### Ejercicios propuestos
• a. En el fragmento sobre Javier Rosado, ¿cuántas personalidades distintas dijo tener ante los psiquiatras?
• b. Prosigue el fragmento sobre las personalidades de Javier Rosado a partir de su última oración.

### Fragmento del documento
>>>>

Javier Rosado dio síntomas de ese trastorno de múltiple personalidad. Desde luego que sí. Las frases de las entrevistas con ellos son tremendas: “Antes de mi nacimiento me suicidé mentalmente en octavo de EGB. No tengo imagen de mí mismo. Me veo a mí como dos autoretratos, dos fotos que había en mi casa, una con el pelo rizado, de niño gordo, pestilente, repugnante, Fasein, y en otra, alto arrogante, que deduzco que es Mara. Hubo una rebelión en COU, que fue la guerra de los maras, fue cuando tuve un desengaño amoroso, mi depresión, Mara contra Fasein”.
Fasein y Mara, parte de los personajes de su juego. Rosado le dijo a los psiquiatras que tenía 43 personalidades distintas: “tiro el dado y si sale la 26 tengo que actuar como la 26. Hablo con ellas, no me controlan, con compañeros invisibles. La que más me afecta es la 30, se llama Mara Fasein y es la raza a la que yo pertenezco”. Rosado, que siempre negó los hechos y que dijo que el escrito en el que narraba el crimen de Moreno era una ficción basada en lo que había leído en el periódico sobre el asesinato del limpiador, sí dio a los psiquiatras una posible explicación del crimen.
Dijo: “Los hechos fueron la raza número 20 ayudada por el propio Mara, que es una parte de la 30 y la personalidad 28, que es el odio y quien da la fuerza, es el único fuerte… la 20 es el mal puro… la más malvada de todas junto a la 28, su única obsesión es la nada. La 28 es la fuerza y la 30 la que da permiso para pasar a la acción… la 20 dice quiero matar, la 28 da la fuerza pues le gusta hacer daño y la 30 da el permiso… es el jefe, el que tiene el control”.
Incluso, dio una explicación al terrible escrito, a su diario: “el escrito del asesinato está hecho por la 20… dijo quiero escribir algo. La 20 se llama Lucer, es uno de los nombres de Lucifer, es la reencarnación de Lucifer que quiere acabar con el orden establecido y traerá el caos”.

<<<<

### Extractos de datos
>>>>

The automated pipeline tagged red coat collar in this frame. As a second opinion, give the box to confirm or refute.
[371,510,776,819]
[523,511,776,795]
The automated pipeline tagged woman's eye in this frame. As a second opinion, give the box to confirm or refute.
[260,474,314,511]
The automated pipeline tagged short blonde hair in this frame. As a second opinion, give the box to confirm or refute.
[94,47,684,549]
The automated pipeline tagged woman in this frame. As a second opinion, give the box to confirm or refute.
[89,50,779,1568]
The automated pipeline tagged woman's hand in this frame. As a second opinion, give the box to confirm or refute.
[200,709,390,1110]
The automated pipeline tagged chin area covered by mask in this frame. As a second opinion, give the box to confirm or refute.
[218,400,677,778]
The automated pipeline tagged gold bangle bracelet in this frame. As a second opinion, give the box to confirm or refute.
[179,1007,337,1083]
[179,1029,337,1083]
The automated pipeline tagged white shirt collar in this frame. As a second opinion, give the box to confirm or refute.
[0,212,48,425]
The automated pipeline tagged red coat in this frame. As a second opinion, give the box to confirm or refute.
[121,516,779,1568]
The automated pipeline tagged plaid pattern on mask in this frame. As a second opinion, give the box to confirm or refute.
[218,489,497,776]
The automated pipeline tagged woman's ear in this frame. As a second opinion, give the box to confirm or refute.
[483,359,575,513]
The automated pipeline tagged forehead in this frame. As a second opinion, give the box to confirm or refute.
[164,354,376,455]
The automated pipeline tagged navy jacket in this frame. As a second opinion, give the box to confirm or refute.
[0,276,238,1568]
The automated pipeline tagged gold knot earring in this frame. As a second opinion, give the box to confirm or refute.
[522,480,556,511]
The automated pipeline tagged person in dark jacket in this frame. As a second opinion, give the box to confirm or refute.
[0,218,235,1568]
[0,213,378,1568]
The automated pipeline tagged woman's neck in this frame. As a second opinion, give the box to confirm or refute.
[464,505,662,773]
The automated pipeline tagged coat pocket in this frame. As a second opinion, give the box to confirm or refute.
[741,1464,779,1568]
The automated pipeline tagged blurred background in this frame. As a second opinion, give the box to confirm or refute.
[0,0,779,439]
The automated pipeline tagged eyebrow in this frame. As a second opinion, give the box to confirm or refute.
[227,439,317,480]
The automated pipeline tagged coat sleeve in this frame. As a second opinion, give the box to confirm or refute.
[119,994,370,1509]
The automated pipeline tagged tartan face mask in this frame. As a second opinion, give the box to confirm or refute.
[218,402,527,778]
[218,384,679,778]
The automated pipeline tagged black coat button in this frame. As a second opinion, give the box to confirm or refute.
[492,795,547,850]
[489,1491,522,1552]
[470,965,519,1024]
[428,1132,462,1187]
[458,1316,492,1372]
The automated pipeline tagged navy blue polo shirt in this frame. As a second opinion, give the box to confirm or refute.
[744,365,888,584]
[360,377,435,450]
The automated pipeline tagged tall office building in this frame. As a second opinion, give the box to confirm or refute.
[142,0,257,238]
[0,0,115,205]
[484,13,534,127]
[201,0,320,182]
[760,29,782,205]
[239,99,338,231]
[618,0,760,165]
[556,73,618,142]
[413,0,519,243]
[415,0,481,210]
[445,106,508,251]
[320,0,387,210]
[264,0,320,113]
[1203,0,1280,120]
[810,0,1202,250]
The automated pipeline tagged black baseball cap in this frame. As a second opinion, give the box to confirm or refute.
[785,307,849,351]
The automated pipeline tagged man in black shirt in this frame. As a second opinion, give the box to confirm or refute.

<<<<

### Respuestas
• a. 43.

• b.
En los primeros meses de condena, pasó mucho tiempo llenando cuadernos con su juego, Razas, a la vez que recibía tratamiento psiquiátrico. Después, se refugió en los libros. Rosado acabó Químicas con un buen expediente académico, pero decidió continuar su formación y se ha licenció también en Matemáticas (rama de Estadística) y en la técnica de Informática. En prisión nunca tuvo un problema con un compañero y en todo momento se mostró muy educado con los funcionarios. Incluso, aprovechó su preparación para ayudar en los estudios al resto de internos, una figura que se conoce como “tutor de ayuda”.
Su familia no le abandonó y no faltaron a ni una de las visitas a las que tenían derecho para estar con él. Antes de obtener el régimen abierto en la cárcel, disfrutó de 18 permisos sin el menor incidente, haciendo buen uso de todos ellos y en 2010, obtuvo la libertad definitiva. Afortunadamente, el terrible crimen del rol ha sido su único delito.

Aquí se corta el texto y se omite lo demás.